El Nino fizzling: what does this mean for the upcoming hurricane season?
El Niño is scheduled to depart while the likelihood is increasing that La Niña will take over. For climate pundits, it should come as no surprise that the tropical research team with Colorado State University is predicting average activity for the 2016 Atlantic Hurricane Season.
Their outlook calls for an additional* 12 named storms and 5 hurricanes with two being considered major (category 3 strength or higher). Annual averages are 12 named storms, 6 hurricanes and 3 major hurricanes.
*Hurricane Alex already struck the Azores earlier this year--a rare January storm.
The annual Colorado State prediction is based on a statistical model developed with 29 years of data. Seasonal updates are issued on June 1 and August 3.
Notable for Gulf Coast interests, the experts calculated a 58-percent chance of a hurricane landfall for areas between Brownsville, Texas and the Florida Panhandle and an 82-percent chance of a named storm landfall. Those numbers fall just shy of the 100 year averages of 60-percent and 83-percent.
Researchers Philip Klotzbach and William Gray cited a weakening El Niño as reason to trend away from predictions of below average action issued over the last few years. The development of a La Niña late in the season will continue to decrease wind shear. However, the team says the North Atlantic Ocean temperatures are unusually cold which is less conducive to development.

________________

AIM A:
Report every line in the rows below that contains the string "head".

(Rows from a dataset)
________________

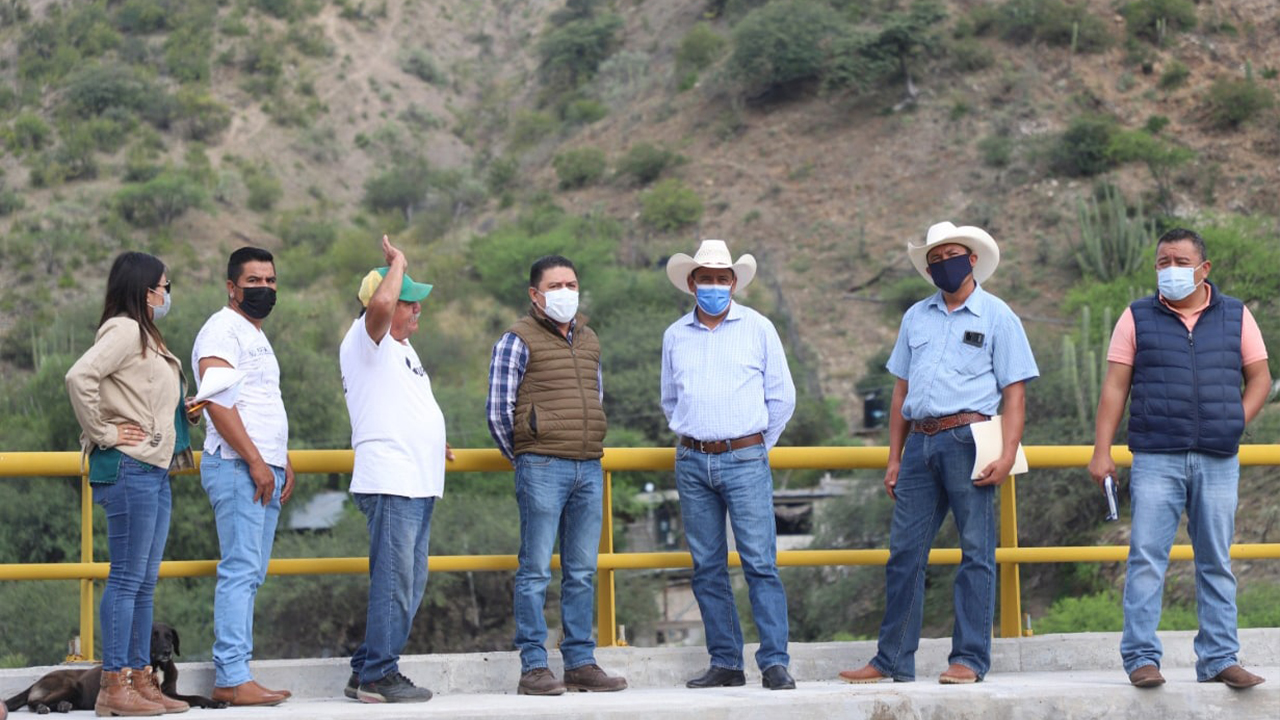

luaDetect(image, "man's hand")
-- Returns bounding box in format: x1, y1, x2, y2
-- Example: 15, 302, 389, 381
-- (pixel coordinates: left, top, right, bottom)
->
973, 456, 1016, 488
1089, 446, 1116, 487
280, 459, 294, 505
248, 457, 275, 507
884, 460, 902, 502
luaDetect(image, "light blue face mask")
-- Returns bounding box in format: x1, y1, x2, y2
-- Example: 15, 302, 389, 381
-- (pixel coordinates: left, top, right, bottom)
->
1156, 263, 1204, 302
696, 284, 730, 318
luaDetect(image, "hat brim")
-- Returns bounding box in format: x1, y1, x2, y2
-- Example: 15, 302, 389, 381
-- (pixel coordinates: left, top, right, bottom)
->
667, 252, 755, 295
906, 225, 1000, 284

________________

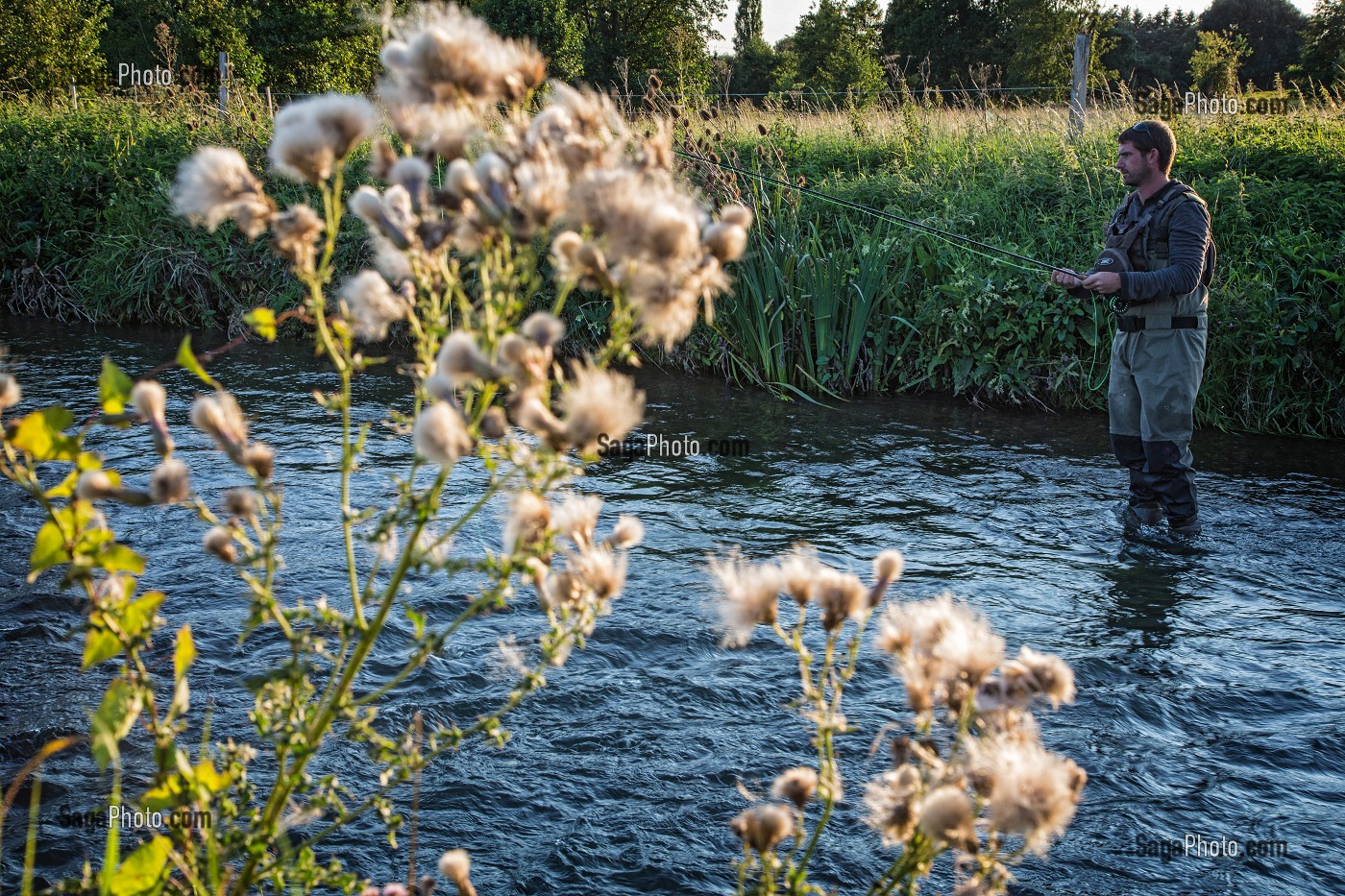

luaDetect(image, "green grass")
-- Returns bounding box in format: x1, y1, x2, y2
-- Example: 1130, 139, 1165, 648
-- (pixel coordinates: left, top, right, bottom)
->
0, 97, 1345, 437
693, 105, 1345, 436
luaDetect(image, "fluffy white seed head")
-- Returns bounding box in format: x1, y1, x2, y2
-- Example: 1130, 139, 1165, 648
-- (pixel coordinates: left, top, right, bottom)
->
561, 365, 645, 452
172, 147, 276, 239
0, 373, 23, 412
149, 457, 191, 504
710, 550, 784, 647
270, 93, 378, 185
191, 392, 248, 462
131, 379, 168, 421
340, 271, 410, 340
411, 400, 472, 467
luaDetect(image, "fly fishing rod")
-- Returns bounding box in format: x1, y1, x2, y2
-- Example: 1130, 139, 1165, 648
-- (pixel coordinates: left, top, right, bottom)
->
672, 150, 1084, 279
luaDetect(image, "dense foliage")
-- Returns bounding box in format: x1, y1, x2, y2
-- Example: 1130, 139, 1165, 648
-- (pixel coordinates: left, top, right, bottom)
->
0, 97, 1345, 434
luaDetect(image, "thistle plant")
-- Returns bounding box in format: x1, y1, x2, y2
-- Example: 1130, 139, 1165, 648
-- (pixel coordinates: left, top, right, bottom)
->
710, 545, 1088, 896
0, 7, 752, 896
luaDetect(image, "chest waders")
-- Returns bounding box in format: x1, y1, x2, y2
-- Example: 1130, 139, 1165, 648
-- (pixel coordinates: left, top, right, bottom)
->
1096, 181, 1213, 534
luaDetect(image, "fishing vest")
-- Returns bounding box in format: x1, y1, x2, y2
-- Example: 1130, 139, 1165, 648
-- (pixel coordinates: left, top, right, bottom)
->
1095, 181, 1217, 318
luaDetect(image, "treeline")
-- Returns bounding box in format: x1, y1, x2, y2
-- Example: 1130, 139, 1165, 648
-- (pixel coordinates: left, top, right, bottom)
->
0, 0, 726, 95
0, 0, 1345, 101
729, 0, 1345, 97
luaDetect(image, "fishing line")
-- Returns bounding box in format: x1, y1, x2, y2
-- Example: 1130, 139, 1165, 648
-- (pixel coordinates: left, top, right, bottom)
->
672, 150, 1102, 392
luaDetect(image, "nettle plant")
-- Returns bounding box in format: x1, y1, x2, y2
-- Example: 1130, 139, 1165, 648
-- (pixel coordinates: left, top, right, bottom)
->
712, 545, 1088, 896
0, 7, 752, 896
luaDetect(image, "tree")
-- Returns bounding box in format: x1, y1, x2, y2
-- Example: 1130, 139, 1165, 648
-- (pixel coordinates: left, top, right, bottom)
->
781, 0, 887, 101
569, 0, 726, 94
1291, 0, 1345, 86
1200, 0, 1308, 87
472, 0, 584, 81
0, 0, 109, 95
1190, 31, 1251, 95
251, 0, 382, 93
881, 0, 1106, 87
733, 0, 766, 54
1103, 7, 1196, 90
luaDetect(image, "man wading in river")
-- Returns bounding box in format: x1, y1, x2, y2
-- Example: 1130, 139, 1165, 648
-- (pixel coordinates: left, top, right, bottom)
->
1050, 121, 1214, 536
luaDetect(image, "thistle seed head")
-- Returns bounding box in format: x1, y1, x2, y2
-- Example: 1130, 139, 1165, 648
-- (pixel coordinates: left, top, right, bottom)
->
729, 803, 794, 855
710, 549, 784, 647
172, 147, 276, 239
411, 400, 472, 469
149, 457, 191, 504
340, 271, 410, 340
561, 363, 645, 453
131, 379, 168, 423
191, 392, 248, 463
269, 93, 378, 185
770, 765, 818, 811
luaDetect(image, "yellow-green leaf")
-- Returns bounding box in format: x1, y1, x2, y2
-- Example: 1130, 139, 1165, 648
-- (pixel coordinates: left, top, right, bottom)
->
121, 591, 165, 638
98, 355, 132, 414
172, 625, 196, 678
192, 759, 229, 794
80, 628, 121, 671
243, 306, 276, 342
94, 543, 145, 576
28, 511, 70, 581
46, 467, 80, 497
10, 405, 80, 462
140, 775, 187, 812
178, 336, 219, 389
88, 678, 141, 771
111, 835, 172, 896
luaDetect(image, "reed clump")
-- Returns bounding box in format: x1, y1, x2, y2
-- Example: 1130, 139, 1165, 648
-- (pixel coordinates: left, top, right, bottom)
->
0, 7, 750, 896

________________

AIM B:
Answer these questions using the hurricane season article:
(i) How many years of data went into the statistical model behind the Colorado State prediction?
(ii) Where did Hurricane Alex strike?
(iii) What is the 100-year average chance of a hurricane landfall for areas between Brownsville, Texas and the Florida Panhandle?

RESPONSE A:
luaDetect(image, "fluffy white seed head")
luaDetect(image, "thistle seed head")

RESPONSE B:
(i) 29 years
(ii) The Azores
(iii) 60 percent